__PASSAGE SHOWN__:
*****

Faction represented in the Knesset
- 1981–1991: Alignment
- 1991–1999: Labor Party

Personal details
- Born: 10 September 1937 Casablanca, French Morocco
- Died: 22 June 2024 (aged 86)

= Rafael Edri =

Israeli businessman and politician (1937–2024)

Rafael Edri (רפאל אדרי; 10 September 1937 – 22 June 2024) was an Israeli businessman and politician who served as a Member of the Knesset for the Alignment and Labor Party from 1981 to 1999. He also served as Minister without Portfolio between 1988 and 1990 and briefly as Minister of the Environment in 1990.

==Life and career==
Born in Casablanca in Morocco, Edri emigrated to Israel in 1956. In 1957, Edri became an aide to the head of the Hatzor HaGlilit local council, serving at various times as a clerk, secretary and treasurer. In 1960, Edri was conscripted into service in the Israel Defense Forces, serving for a short time near Tel Hai in the Upper Galilee.

*****

__DATA SHOWN__:

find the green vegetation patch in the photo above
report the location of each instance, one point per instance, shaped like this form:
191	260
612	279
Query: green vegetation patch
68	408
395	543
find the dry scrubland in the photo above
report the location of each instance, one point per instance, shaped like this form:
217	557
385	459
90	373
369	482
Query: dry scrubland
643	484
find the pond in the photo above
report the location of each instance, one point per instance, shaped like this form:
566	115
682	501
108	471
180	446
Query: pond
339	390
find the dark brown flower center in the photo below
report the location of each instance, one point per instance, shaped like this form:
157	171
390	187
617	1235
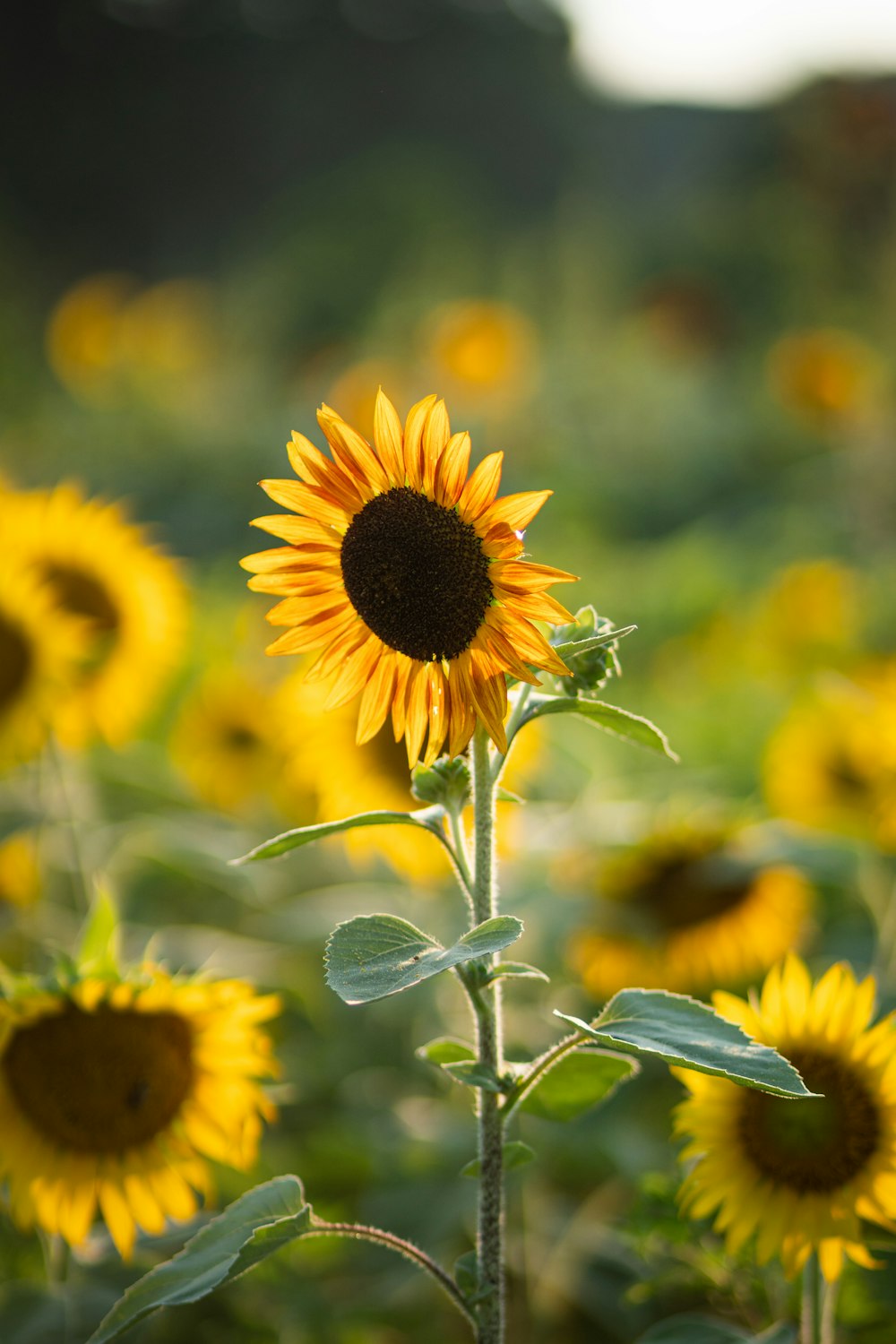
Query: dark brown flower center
818	1144
101	1082
683	890
15	663
417	574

*****

__REQUIRED TASKS__:
1/ Rewrite the paragraph beginning "Born in Casablanca in Morocco" from the passage on Rafael Edri as a brief bulleted list that keeps its main facts.
2/ Write out the passage on Rafael Edri word for word, from "Personal details" to "Environment in 1990.".
The records are not used in any of these tasks.

__EXPECTED OUTPUTS__:
1/
- Born in Casablanca, Morocco; emigrated to Israel in 1956.
- From 1957, aide to the head of the Hatzor HaGlilit local council, serving at various times as clerk, secretary and treasurer.
- Conscripted into the Israel Defense Forces in 1960; served briefly near Tel Hai in the Upper Galilee.

2/
Personal details
- Born: 10 September 1937 Casablanca, French Morocco
- Died: 22 June 2024 (aged 86)

= Rafael Edri =

Israeli businessman and politician (1937–2024)

Rafael Edri (רפאל אדרי; 10 September 1937 – 22 June 2024) was an Israeli businessman and politician who served as a Member of the Knesset for the Alignment and Labor Party from 1981 to 1999. He also served as Minister without Portfolio between 1988 and 1990 and briefly as Minister of the Environment in 1990.